> Request 1:
In the Megaman X DIVE Offline review, reproduce the passage from "Published By: CAPCOM" up to and including "(Humble Store Link)", changing "Singleplayer" to "Single-player".
> Request 2:
Answer these about the Megaman X DIVE Offline review:
(a) What price is listed?
(b) Where does the term gacha come from?
(c) On which platforms is it available?
== Supplied text
Megaman X DIVE Offline
Developed By: CAPCOM Co., Ltd.
Published By: CAPCOM Co., Ltd.
Released: September 1st, 2023
Available On: Android, iOS, Microsoft Windows
Genre: Action Side-scroller
ESRB Rating: Everyone (Mild Fantasy Violence)
Number of Players: Singleplayer
Price: $29.99
(Humble Store Link)
Note: This offline port of the online game is confirmably missing the Battle Mode, Co-op, Ranking, Guild, and Capsule modes from the now-defunct Online version. Collaboration skins and related features from other Capcom franchises are also not included. Finally, the ESRB rating for this game is very deceptive, please see the moral section for more details.
Megaman X DIVE used to be a freemium game where you could acquire many collectibles with real-world money. It was shut down but was turned into a game that now allows getting all those collectibles for a one-time cost of buying the game without needing to be always online. The execution of this is good but marred by some nasty issues.
Megaman X DIVE (the original online version) was a gacha game. Gacha comes from a type of Japanese capsule toy machine where, in exchange for real money, one could get items of varying rarity. The in-game format allows unlocking new characters, costumes, and other in-game collectibles, both with in-game money and by paying real-world currency. This offline port reworks these mechanics so you only pay for the game once, but can now earn all items with in-game money only with no online connection needed.
The story is very simple. You were playing the Mega Man X series one day when you got sucked into the gaming world. You find out it's called 'Deep Log" and that the canon is all jumbled up, forcing you to assume the role of the series characters to fix it. Given the game itself is pretty upfront about being a Megaman nostalgia fest, it's basic but it works.
====
== Information provided
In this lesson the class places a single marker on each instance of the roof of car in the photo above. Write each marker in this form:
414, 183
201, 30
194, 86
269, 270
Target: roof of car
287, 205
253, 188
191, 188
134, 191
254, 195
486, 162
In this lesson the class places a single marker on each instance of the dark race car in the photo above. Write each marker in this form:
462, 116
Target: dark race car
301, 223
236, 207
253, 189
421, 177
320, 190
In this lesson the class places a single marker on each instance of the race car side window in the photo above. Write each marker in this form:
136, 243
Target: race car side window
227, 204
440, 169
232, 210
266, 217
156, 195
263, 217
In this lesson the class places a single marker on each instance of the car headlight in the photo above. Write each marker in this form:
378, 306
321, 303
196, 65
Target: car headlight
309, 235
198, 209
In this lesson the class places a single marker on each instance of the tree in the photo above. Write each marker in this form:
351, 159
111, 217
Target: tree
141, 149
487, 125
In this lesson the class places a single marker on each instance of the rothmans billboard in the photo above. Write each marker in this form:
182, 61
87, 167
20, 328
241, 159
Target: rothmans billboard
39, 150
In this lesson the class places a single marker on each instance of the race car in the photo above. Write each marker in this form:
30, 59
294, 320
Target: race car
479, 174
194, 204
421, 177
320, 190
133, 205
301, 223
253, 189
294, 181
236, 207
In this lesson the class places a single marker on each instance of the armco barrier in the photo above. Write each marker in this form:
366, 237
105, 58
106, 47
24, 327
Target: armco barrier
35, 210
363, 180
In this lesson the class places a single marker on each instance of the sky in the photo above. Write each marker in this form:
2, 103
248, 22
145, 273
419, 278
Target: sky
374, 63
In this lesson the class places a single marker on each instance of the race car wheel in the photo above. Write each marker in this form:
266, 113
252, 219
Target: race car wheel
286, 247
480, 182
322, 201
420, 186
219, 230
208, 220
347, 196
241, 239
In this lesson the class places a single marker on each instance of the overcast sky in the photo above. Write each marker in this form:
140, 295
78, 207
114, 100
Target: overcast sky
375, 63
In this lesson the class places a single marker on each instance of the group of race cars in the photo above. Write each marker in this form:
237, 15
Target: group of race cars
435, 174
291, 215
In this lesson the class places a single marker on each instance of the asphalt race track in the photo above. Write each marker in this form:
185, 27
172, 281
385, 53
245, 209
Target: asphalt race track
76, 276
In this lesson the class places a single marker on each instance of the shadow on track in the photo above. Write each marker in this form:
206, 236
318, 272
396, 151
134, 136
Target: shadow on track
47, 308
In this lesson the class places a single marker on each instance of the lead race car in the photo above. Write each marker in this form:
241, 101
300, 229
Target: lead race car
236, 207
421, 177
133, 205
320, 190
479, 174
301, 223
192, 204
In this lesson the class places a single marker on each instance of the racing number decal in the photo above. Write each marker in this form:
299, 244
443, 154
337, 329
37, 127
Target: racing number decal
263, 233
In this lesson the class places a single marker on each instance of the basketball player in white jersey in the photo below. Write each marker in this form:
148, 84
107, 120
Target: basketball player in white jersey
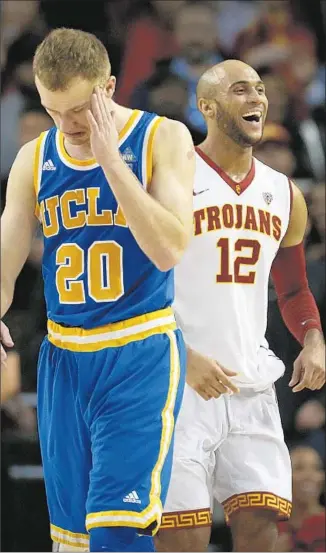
249, 221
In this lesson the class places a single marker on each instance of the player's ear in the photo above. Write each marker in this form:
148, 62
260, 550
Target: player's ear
207, 108
110, 86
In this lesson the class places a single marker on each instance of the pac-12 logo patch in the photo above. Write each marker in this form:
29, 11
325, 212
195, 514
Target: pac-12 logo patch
268, 197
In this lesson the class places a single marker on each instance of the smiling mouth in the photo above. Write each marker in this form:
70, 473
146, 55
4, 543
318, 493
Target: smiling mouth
253, 117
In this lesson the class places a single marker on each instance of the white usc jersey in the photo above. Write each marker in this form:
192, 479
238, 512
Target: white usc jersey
222, 280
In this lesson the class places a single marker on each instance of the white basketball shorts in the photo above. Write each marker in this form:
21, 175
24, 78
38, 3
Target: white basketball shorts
231, 449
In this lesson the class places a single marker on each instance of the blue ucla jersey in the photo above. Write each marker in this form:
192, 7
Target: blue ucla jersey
94, 271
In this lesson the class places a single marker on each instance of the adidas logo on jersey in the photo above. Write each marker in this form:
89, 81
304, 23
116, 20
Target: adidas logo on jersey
131, 498
49, 165
128, 156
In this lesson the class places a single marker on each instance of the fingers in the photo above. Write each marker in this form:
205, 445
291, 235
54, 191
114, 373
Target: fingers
3, 356
91, 121
106, 113
296, 375
225, 381
97, 109
5, 335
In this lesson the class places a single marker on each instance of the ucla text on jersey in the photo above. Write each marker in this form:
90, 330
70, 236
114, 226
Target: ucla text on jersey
94, 271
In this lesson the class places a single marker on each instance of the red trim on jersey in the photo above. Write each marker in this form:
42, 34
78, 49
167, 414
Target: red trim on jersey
291, 196
296, 302
237, 187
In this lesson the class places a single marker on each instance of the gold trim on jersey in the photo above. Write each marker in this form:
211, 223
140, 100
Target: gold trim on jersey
150, 517
112, 335
37, 169
186, 519
257, 500
59, 535
147, 156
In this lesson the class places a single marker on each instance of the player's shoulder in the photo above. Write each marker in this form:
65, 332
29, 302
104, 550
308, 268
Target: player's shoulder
171, 132
29, 148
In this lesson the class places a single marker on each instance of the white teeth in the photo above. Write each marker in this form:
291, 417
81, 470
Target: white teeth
257, 113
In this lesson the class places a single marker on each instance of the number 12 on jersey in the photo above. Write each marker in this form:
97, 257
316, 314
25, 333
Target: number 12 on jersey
235, 274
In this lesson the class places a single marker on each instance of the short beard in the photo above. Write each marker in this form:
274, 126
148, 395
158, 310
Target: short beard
229, 127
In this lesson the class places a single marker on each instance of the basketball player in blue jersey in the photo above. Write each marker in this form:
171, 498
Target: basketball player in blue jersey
112, 188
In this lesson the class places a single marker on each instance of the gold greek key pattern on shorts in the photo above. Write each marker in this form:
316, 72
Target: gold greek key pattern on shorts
263, 500
186, 519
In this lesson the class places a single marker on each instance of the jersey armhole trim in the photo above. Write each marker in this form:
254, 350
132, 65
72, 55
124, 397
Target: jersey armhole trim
37, 169
148, 146
291, 197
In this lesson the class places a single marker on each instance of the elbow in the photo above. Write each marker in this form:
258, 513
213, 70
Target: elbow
169, 259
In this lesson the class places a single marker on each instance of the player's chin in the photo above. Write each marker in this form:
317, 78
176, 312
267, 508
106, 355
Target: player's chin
77, 138
254, 137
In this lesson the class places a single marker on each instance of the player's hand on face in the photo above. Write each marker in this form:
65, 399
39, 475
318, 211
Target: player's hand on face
104, 136
6, 340
207, 377
309, 368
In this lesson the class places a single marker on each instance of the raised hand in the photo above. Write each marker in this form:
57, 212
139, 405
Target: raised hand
104, 136
309, 368
6, 340
208, 378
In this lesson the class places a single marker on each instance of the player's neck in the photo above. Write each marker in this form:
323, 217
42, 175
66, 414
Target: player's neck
235, 160
84, 151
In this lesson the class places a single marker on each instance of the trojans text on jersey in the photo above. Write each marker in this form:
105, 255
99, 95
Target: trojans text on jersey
237, 216
78, 208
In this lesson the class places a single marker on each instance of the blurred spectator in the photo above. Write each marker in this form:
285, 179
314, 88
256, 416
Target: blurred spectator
307, 132
318, 215
22, 90
310, 424
274, 149
10, 386
166, 94
10, 377
232, 18
195, 34
268, 41
149, 39
15, 21
305, 531
33, 121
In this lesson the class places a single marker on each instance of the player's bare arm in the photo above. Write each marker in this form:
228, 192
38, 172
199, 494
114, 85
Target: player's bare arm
18, 225
296, 302
161, 219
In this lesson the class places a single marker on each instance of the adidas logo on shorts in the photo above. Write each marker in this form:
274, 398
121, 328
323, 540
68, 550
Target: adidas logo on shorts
49, 165
131, 498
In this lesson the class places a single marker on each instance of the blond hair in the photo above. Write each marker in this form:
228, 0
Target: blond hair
66, 54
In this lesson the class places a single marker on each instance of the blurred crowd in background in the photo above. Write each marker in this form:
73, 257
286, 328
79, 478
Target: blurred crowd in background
158, 50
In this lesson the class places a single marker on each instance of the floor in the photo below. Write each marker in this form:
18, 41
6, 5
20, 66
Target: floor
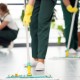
56, 66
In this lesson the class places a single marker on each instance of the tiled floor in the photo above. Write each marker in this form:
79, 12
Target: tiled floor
59, 68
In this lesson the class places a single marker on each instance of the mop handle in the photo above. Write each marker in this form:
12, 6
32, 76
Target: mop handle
27, 45
72, 24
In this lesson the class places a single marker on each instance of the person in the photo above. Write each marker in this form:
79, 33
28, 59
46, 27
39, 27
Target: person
8, 28
39, 16
68, 9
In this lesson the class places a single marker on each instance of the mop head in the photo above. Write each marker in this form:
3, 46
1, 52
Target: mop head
25, 76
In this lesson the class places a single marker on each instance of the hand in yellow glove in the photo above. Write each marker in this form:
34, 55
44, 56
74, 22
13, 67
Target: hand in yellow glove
72, 9
28, 14
75, 9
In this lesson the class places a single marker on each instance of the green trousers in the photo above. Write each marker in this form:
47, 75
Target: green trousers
40, 27
68, 18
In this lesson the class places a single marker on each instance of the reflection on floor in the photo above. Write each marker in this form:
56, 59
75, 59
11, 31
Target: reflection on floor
59, 68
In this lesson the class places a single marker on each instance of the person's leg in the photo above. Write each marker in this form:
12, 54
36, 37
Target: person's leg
68, 19
44, 19
34, 29
5, 37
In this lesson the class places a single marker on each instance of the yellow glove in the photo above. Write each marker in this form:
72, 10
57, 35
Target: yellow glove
28, 14
72, 9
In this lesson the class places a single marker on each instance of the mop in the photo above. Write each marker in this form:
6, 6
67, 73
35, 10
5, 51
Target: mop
29, 67
70, 34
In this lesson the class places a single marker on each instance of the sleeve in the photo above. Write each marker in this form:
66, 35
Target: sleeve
8, 18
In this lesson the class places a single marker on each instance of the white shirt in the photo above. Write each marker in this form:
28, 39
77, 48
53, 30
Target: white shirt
11, 24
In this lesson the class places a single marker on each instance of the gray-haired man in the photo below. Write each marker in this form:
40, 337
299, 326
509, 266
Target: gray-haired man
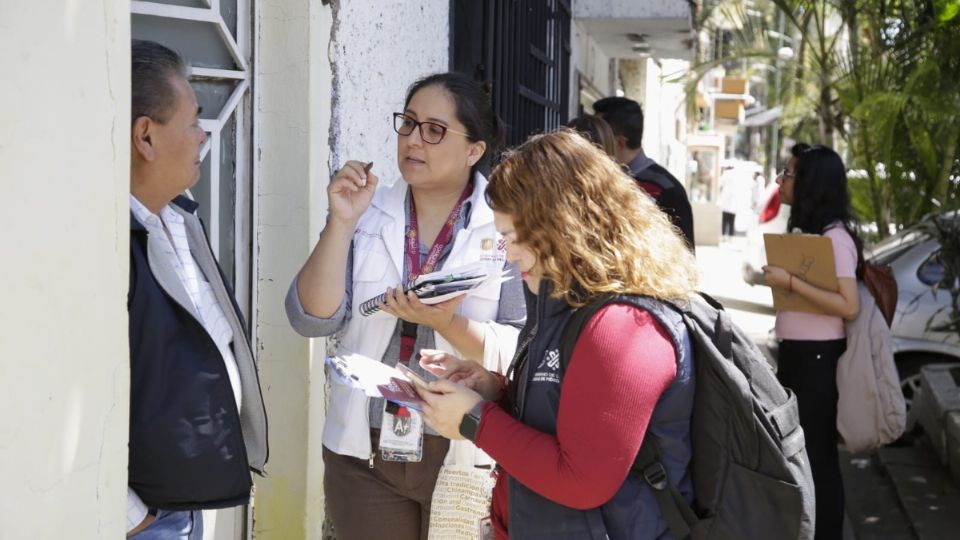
197, 421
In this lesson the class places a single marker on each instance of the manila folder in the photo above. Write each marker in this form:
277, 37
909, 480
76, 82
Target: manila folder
808, 257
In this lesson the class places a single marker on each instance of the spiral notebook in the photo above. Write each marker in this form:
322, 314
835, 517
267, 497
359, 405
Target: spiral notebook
443, 285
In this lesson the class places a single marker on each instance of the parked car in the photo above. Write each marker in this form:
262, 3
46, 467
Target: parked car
913, 255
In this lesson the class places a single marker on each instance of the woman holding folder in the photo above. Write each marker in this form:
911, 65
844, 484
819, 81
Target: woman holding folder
380, 463
815, 184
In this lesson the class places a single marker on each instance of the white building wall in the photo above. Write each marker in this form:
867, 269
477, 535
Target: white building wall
379, 48
64, 173
589, 60
292, 113
664, 110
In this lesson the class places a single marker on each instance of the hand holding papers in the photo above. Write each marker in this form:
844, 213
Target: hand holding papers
376, 379
807, 256
443, 285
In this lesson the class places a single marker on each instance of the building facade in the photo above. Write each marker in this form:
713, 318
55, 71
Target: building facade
290, 90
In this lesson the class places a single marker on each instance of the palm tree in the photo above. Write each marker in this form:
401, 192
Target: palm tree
878, 78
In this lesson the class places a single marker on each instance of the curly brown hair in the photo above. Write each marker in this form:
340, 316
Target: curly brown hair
591, 227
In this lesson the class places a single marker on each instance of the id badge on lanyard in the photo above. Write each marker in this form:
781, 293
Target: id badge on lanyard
401, 435
401, 430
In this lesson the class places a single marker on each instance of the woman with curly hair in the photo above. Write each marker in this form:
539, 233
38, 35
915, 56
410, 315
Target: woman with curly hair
815, 185
577, 227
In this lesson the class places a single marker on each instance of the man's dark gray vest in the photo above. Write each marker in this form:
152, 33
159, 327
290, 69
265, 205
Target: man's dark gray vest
632, 513
186, 444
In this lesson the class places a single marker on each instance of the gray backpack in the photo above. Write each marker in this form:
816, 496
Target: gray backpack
751, 477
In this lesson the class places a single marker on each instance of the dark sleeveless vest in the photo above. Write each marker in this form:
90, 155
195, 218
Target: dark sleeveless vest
632, 513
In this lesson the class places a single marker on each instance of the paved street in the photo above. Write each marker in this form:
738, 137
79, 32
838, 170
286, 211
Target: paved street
897, 493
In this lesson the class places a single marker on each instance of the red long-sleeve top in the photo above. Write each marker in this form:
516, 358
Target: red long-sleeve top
622, 362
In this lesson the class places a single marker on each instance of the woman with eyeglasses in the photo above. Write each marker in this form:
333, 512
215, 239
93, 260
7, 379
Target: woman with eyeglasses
815, 185
381, 462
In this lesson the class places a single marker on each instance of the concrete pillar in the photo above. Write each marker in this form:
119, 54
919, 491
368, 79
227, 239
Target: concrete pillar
64, 172
293, 102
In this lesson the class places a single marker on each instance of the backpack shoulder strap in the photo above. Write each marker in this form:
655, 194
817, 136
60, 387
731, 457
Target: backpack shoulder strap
675, 510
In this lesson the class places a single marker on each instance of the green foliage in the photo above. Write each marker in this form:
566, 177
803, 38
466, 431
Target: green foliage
880, 78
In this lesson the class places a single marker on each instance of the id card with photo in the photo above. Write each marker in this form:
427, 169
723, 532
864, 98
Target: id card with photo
401, 436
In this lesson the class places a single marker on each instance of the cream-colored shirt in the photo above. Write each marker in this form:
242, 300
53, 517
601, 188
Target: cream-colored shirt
212, 317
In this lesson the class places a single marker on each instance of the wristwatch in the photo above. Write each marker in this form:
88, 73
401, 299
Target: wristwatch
471, 421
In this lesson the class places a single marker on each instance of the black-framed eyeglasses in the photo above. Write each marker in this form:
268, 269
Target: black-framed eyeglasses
430, 132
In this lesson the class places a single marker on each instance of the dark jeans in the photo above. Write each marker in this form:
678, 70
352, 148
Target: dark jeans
391, 500
729, 218
809, 368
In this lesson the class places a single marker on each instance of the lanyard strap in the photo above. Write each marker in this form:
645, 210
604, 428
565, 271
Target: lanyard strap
408, 331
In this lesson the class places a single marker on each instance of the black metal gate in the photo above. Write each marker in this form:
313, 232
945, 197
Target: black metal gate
522, 49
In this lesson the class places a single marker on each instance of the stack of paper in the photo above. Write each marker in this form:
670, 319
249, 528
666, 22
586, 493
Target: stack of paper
376, 379
443, 285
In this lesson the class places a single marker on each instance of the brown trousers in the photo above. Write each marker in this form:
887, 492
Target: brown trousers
390, 500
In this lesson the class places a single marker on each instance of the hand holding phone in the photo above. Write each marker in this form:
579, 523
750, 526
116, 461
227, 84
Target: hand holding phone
412, 376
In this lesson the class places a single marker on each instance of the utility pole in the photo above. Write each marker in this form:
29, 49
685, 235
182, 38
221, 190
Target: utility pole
777, 75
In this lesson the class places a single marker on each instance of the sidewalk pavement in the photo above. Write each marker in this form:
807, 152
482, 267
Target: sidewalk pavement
895, 493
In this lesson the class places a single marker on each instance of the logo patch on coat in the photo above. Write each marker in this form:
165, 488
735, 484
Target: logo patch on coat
549, 368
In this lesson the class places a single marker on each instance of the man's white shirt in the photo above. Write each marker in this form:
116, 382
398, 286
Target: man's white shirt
201, 294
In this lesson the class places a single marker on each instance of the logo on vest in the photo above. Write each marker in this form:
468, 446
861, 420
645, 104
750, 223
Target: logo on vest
549, 368
489, 254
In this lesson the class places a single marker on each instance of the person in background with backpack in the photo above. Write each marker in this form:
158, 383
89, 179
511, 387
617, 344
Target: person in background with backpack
565, 440
625, 117
815, 184
597, 131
====
> Solution 1:
Published By: CAPCOM Co., Ltd.
Released: September 1st, 2023
Available On: Android, iOS, Microsoft Windows
Genre: Action Side-scroller
ESRB Rating: Everyone (Mild Fantasy Violence)
Number of Players: Single-player
Price: $29.99
(Humble Store Link)

> Solution 2:
(a) $29.99
(b) A type of Japanese capsule toy machine where, in exchange for real money, one could get items of varying rarity.
(c) Android, iOS, and Microsoft Windows.